• _Passage given_
----------

Open sylar217 opened 4 years ago

sylar217 commented 4 years ago

cip: title: Verifiable Credential Doctype author: Anmol Agarwala (@sylar217) status: Idea category: Standards type: RFC created: 2020-08-31 requires: Doctypes (CIP-5)


Simple Summary

This CIP describes the Verifiable Credential doctype, which contains signed claims, subject and issuer that can be presented and verified as ceramic documents.

Abstract

The Verifiable Credential doctype stores signed claims issued by one DID(issuer) against another DID(subject) in W3C Credential format. This allows applications built on top of ceramic to store and present claims natively. The document would also store a content hash derived from the claims, making the revocation of claims easy as issuer who owns the document could update the claim changing the content hash.

----------

• _List of tasks_
1) According to the Verifiable Credential proposal, what does the document store to make revoking claims easy?
2) Set down the part of the Verifiable Credential proposal that begins at the words "Open sylar217 opened" and stops after the words "requires: Doctypes (CIP-5)", copying it word for word.
The items after this point are separate material with no connection to the Verifiable Credential proposal.

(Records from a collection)
----------

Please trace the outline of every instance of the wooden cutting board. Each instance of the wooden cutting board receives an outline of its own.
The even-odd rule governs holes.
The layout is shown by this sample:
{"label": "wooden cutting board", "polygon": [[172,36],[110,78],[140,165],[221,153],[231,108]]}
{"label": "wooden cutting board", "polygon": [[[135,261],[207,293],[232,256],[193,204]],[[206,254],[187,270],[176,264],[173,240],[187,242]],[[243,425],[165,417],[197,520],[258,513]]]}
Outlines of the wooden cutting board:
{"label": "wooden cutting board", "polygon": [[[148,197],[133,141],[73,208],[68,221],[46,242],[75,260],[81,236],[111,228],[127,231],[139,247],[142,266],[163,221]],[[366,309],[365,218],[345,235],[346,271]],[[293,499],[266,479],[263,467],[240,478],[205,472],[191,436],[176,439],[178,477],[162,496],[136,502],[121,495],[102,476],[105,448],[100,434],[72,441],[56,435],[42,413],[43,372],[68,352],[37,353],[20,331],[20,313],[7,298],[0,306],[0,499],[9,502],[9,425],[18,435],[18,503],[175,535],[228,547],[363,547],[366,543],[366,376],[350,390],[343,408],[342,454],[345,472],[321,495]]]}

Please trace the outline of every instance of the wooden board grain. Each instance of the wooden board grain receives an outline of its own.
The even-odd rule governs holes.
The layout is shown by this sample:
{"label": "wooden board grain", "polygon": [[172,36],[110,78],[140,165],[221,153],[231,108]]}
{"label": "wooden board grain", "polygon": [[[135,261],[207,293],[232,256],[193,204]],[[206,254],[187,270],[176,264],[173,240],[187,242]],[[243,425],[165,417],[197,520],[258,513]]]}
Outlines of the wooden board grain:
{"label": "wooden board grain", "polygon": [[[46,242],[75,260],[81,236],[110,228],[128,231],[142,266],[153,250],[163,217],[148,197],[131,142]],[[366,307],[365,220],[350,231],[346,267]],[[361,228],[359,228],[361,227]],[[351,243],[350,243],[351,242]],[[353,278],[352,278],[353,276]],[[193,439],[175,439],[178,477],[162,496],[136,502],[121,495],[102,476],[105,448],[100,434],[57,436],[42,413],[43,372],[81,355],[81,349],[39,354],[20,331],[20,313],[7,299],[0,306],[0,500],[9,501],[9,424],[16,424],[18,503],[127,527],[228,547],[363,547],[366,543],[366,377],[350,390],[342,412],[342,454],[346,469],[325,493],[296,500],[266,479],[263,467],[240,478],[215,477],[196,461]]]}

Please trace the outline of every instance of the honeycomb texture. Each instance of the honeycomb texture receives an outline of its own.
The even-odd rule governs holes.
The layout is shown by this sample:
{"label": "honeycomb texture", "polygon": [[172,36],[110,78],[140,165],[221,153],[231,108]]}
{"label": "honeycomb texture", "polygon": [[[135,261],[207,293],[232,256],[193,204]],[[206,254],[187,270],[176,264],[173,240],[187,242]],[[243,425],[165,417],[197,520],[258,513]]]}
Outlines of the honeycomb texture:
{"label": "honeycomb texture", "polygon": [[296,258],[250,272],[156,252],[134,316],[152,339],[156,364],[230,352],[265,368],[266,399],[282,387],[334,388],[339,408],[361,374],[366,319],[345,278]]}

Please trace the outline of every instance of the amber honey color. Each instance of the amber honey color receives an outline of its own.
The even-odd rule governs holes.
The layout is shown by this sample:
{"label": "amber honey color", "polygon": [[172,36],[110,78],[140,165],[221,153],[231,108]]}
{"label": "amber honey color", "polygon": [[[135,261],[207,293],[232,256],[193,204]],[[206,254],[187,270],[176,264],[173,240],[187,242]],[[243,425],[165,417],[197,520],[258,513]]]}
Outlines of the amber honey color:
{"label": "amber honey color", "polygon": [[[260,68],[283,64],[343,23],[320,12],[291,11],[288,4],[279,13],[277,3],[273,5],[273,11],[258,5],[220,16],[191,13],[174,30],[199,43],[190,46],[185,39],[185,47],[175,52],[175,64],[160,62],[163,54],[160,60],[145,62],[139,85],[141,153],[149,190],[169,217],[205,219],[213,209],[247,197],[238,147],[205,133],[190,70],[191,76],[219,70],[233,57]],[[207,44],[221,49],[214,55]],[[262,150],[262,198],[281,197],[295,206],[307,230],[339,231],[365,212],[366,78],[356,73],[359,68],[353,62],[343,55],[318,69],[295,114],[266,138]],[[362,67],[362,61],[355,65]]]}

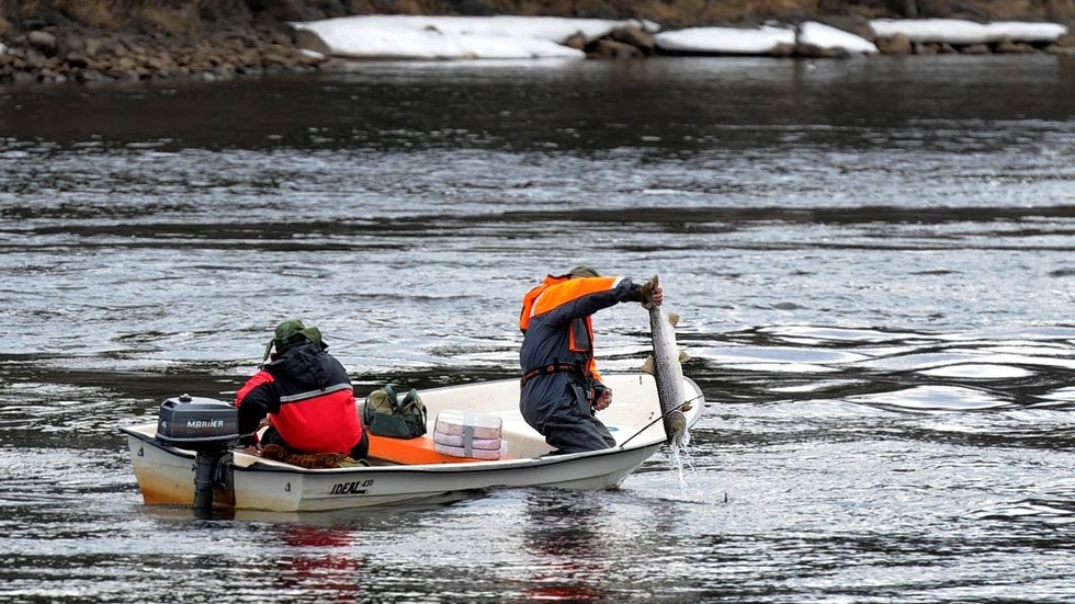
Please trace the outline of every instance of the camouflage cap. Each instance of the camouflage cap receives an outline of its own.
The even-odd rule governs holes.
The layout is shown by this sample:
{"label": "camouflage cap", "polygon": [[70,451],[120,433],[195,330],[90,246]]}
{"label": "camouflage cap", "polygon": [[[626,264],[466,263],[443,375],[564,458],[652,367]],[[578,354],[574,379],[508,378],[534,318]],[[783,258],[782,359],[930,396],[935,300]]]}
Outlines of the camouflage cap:
{"label": "camouflage cap", "polygon": [[287,319],[278,324],[272,343],[275,344],[276,350],[280,350],[282,346],[299,341],[299,339],[309,340],[322,349],[328,347],[321,341],[321,331],[319,329],[313,326],[306,327],[298,319]]}
{"label": "camouflage cap", "polygon": [[579,264],[570,270],[569,273],[573,277],[599,277],[601,273],[597,272],[597,269],[590,266],[589,264]]}

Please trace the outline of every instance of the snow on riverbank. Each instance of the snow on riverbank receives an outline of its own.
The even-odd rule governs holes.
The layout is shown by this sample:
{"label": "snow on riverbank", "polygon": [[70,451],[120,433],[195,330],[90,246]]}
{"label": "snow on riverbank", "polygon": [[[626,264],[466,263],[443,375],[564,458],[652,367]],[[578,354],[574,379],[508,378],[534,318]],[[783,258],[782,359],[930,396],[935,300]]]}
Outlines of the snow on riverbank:
{"label": "snow on riverbank", "polygon": [[[612,21],[553,16],[414,16],[367,15],[293,23],[324,43],[328,54],[344,58],[394,59],[519,59],[584,58],[579,44],[631,27],[653,34],[658,52],[716,55],[789,55],[796,46],[845,55],[874,54],[870,39],[817,22],[766,25],[758,29],[690,27],[660,32],[648,21]],[[952,45],[1008,39],[1056,42],[1067,27],[1055,23],[994,22],[953,19],[870,22],[878,38],[906,36],[912,42]],[[659,33],[658,33],[659,32]],[[568,46],[568,42],[575,44]]]}
{"label": "snow on riverbank", "polygon": [[975,23],[958,19],[875,19],[870,22],[870,26],[879,37],[903,34],[912,42],[939,44],[989,44],[1002,39],[1049,43],[1056,42],[1067,33],[1067,27],[1056,23],[1022,21]]}
{"label": "snow on riverbank", "polygon": [[564,45],[569,37],[591,42],[618,27],[658,29],[633,20],[414,15],[344,16],[293,26],[317,34],[333,56],[400,59],[584,58],[582,50]]}

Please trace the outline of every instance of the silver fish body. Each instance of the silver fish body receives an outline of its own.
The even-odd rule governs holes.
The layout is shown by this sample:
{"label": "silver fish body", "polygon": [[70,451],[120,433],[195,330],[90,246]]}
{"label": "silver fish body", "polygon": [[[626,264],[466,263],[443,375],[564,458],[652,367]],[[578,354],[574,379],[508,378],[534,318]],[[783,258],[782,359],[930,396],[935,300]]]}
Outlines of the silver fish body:
{"label": "silver fish body", "polygon": [[657,383],[657,399],[665,426],[667,442],[675,446],[682,444],[687,431],[687,418],[682,409],[687,401],[683,395],[683,366],[679,345],[676,343],[678,317],[668,315],[657,305],[649,308],[649,329],[653,337],[653,356],[646,360],[644,371],[653,374]]}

----------

• _Completed exercise_
1) A content hash derived from the claims.

2)
Open sylar217 opened 4 years ago

sylar217 commented 4 years ago

cip: title: Verifiable Credential Doctype author: Anmol Agarwala (@sylar217) status: Idea category: Standards type: RFC created: 2020-08-31 requires: Doctypes (CIP-5)